Reproduce the material below word for word, keeping every line in its original order and form.

──────── Records supplied

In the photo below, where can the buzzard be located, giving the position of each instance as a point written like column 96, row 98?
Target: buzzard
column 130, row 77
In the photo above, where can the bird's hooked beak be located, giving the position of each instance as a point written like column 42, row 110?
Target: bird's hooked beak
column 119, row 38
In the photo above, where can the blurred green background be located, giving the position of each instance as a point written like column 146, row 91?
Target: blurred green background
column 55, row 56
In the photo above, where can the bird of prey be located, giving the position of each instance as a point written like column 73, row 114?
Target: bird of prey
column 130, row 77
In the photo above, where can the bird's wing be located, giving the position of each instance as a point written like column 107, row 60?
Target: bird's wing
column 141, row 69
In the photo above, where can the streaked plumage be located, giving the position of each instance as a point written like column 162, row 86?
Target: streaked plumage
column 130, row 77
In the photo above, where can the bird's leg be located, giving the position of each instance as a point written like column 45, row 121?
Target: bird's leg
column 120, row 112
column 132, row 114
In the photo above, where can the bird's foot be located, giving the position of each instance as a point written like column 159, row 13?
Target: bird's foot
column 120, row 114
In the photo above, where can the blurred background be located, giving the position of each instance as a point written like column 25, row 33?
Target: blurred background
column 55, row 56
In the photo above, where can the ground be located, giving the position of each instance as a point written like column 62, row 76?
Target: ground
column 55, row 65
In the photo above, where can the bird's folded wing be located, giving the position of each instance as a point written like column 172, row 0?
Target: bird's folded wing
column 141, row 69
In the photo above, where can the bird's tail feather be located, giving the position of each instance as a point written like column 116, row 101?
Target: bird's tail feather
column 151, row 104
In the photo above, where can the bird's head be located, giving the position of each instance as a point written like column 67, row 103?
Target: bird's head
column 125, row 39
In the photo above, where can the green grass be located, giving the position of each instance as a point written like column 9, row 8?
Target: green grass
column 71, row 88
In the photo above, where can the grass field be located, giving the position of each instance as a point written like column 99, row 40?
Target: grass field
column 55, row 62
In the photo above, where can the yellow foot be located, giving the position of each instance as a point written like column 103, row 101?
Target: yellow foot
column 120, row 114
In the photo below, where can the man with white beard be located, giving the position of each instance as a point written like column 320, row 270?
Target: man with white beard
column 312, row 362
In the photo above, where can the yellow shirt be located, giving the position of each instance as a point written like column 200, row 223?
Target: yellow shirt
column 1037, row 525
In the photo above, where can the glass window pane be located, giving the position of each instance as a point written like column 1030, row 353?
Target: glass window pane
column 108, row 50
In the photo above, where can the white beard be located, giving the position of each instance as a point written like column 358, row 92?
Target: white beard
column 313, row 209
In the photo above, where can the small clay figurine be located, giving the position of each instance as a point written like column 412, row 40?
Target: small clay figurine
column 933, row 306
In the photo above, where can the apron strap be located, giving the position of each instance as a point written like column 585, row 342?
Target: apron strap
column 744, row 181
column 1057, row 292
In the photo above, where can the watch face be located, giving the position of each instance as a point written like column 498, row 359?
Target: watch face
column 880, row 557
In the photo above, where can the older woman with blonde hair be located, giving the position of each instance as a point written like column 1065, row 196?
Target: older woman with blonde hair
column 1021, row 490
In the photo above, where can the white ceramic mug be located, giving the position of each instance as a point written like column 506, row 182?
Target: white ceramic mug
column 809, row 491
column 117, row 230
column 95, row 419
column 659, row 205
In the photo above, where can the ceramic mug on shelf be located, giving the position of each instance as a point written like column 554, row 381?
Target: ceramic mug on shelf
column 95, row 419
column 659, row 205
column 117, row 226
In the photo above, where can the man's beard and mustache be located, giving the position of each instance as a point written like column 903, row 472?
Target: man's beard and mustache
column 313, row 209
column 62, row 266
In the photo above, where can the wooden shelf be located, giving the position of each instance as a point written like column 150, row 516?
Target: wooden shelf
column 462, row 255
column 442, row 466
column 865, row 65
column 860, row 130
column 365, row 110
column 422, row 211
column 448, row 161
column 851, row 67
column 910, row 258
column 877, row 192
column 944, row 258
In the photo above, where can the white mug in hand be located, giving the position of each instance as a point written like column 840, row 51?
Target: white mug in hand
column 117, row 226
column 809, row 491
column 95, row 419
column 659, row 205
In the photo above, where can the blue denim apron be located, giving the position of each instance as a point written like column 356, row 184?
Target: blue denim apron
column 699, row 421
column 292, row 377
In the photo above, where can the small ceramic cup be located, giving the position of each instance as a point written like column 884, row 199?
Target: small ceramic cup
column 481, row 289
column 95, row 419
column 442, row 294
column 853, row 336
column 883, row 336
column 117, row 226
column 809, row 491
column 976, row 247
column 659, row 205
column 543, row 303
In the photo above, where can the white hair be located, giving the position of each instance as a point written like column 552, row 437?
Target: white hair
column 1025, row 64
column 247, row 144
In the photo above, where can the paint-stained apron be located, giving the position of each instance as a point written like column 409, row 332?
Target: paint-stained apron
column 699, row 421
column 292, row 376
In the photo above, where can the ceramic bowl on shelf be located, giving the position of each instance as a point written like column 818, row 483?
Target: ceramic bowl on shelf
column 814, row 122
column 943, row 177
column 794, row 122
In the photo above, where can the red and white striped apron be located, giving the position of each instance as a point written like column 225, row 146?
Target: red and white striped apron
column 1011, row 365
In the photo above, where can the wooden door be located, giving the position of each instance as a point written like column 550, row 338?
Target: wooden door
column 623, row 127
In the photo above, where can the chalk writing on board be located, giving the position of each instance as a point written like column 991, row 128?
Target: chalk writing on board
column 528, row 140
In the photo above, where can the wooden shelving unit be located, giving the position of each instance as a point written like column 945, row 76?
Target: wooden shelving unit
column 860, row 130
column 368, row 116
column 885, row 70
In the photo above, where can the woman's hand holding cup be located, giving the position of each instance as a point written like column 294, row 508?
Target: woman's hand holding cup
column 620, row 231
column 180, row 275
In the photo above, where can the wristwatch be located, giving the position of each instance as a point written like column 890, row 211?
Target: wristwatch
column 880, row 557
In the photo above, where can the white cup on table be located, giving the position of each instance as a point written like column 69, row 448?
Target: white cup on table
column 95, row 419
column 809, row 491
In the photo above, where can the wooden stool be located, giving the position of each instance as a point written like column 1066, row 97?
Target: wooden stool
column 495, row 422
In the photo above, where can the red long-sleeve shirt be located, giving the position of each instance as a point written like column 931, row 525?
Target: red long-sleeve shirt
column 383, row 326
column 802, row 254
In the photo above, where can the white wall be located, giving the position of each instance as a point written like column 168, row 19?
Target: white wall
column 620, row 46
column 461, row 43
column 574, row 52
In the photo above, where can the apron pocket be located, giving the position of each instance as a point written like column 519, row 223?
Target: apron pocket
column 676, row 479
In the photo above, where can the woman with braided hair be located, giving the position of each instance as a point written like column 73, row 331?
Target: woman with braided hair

────────────────

__Expected output__
In the photo below, where can the buzzard be located, giving the position of each instance as a point written like column 96, row 98?
Target: buzzard
column 130, row 77
In the photo above, where can the bird's hooked beak be located, giving the position of each instance as a point written like column 42, row 110?
Target: bird's hooked beak
column 119, row 38
In the photo above, where can the blurred green background be located, giving the position of each instance as a point written like column 146, row 91?
Target: blurred green background
column 55, row 56
In the photo above, where can the bird of prey be located, giving the position of each instance as a point written like column 73, row 114?
Target: bird of prey
column 130, row 77
In the photo above, where can the bird's wing be located, giving the position of each instance as a point written like column 107, row 60?
Target: bird's wing
column 141, row 69
In the photo above, where can the streaked plumage be located, giving the position of each instance as a point written like column 162, row 86?
Target: streaked plumage
column 130, row 77
In the photo above, where can the bird's leg be located, giving the position of each instance as a point written like column 45, row 121?
Target: bird's leg
column 120, row 112
column 132, row 114
In the photo above, where can the bird's foot be located, giving the position of each instance as a point written like column 159, row 13?
Target: bird's foot
column 120, row 114
In the photo above, where can the blurred background be located, giving the position of each instance as a point written like column 25, row 33?
Target: blurred background
column 55, row 56
In the photo above, where can the ground be located, giving the position of each instance as a point written like column 62, row 76?
Target: ground
column 55, row 65
In the photo above, where can the bird's folded wing be located, giving the position of each instance as a point written like column 172, row 0?
Target: bird's folded wing
column 141, row 69
In the photo above, where can the bird's tail feather be located, giving the position of each instance as a point written like column 116, row 101?
Target: bird's tail feather
column 151, row 104
In the photo above, where can the bird's head be located, giving the position of each instance as a point written like column 67, row 103?
Target: bird's head
column 125, row 39
In the photo above, where can the green grass be located, giving the position of each instance as a point written like column 9, row 8?
Target: green grass
column 71, row 88
In the photo above, where can the grass field be located, giving the position of each instance as a point written like column 99, row 40?
Target: grass field
column 55, row 62
In the photo above, where can the yellow foot be located, giving the position of each instance as a point written like column 103, row 101?
Target: yellow foot
column 120, row 114
In the photo below, where can the man with white beard be located, giving the position of each instance as a point written like column 320, row 270?
Target: man with white beard
column 312, row 362
In the photo above, where can the yellow shirt be located, giving the position of each instance as a point written like column 200, row 223?
Target: yellow shirt
column 1037, row 525
In the photo above, where can the glass window pane be located, giving the position of each instance as a point written like column 1030, row 353?
Target: glass window pane
column 108, row 50
In the photo above, where can the white beard be located, giving the position of each instance as a point written like column 358, row 92?
Target: white beard
column 313, row 209
In the photo above, where can the small clay figurine be located, giving the position of each instance as a point written like column 412, row 40?
Target: small clay figurine
column 933, row 306
In the photo above, where can the apron strap be located, giving the position of each instance as a point written like column 585, row 342?
Target: apron strap
column 744, row 181
column 1057, row 292
In the photo above, where can the watch face be located, giving the position of each instance as a point written like column 498, row 359?
Target: watch face
column 880, row 557
In the photo above, where can the older woman with blonde hair be located, giving the position of each instance as a point written like column 1065, row 196?
Target: older woman with blonde hair
column 1021, row 490
In the photo above, where can the white ceramic mug be located, giving the position of each instance as a point written like column 506, row 182?
Target: white ceramic mug
column 809, row 491
column 117, row 230
column 95, row 419
column 659, row 205
In the photo above, where can the ceramic mug on shelf be located, giving the position of each instance as a point written like column 554, row 381?
Target: ceramic mug on shelf
column 95, row 419
column 659, row 205
column 117, row 226
In the photo above, where can the man's beard and mustache be located, giving the position of each instance as a point written like column 903, row 472?
Target: man's beard and mustache
column 313, row 209
column 62, row 266
In the photo above, where can the wooden shelf be located, giving the position of each instance as a point written like column 150, row 516?
Target: wooden shelf
column 462, row 255
column 442, row 466
column 865, row 65
column 860, row 130
column 365, row 110
column 422, row 211
column 448, row 161
column 851, row 67
column 910, row 258
column 877, row 192
column 944, row 258
In the photo above, where can the white mug in hand be located, giving the position of each instance as a point written like column 840, row 51?
Target: white mug in hand
column 117, row 226
column 809, row 491
column 95, row 419
column 659, row 205
In the photo above, where can the blue denim apron be located, giving the position of each instance as a point written like column 356, row 184?
Target: blue denim apron
column 699, row 421
column 292, row 377
In the photo above, where can the small ceramic cup be located, giving the position of each instance as a point written like column 884, row 199?
Target: small ceramic cup
column 481, row 289
column 95, row 419
column 442, row 294
column 853, row 336
column 883, row 336
column 117, row 226
column 809, row 491
column 976, row 247
column 659, row 205
column 543, row 303
In the photo above, where can the white hair be located, giving the position of each instance as a point written like column 552, row 437?
Target: white hair
column 1025, row 64
column 247, row 144
In the photo above, where can the paint-stained apron be located, giving the position of each instance as a point written like column 409, row 332?
Target: paint-stained apron
column 699, row 421
column 292, row 376
In the photo above, where can the ceramic bowl on shelf be located, giving the position of each instance as a point written like column 818, row 483?
Target: ceramic bowl on shelf
column 814, row 122
column 943, row 177
column 794, row 122
In the photo above, where can the red and white striped apron be located, giving the position of each instance as a point written like column 225, row 146?
Target: red and white striped apron
column 1011, row 365
In the photo above, where can the wooden door be located, giving the position of each instance as a point written like column 550, row 338?
Target: wooden door
column 623, row 127
In the photo above, where can the chalk writing on board be located, giving the position of each instance as a point written like column 991, row 128?
Target: chalk writing on board
column 528, row 140
In the photo above, where can the wooden shelving unit be located, giving the position of each instance as a point written like column 945, row 76?
Target: wooden shelving unit
column 860, row 130
column 368, row 116
column 885, row 70
In the photo above, where can the woman's hand holding cup be located, giving the position of each instance as a point written like column 294, row 508?
Target: woman's hand holding cup
column 620, row 231
column 180, row 275
In the photo above, where can the wristwatch be located, giving the position of each instance as a point written like column 890, row 211?
Target: wristwatch
column 880, row 557
In the photo above, where can the white cup on table be located, giving the position of each instance as a point written like column 69, row 448?
Target: white cup on table
column 95, row 419
column 809, row 491
In the photo above, where can the wooden stool be located, giving the position of each instance as a point written like column 1066, row 97?
Target: wooden stool
column 495, row 422
In the photo above, where can the red long-sleeve shirt be located, giving the position of each instance as a point written like column 931, row 525?
Target: red long-sleeve shirt
column 383, row 326
column 802, row 254
In the photo above, where can the white wall be located, giving the position of each instance as a point written like column 168, row 19?
Target: white wall
column 620, row 46
column 461, row 43
column 574, row 52
In the photo above, where can the apron pocket be located, giving the position of each instance as a point written like column 519, row 223?
Target: apron pocket
column 676, row 479
In the photo above, where can the woman with braided hair be located, giving the position of each instance as a point written like column 73, row 331?
Target: woman with braided hair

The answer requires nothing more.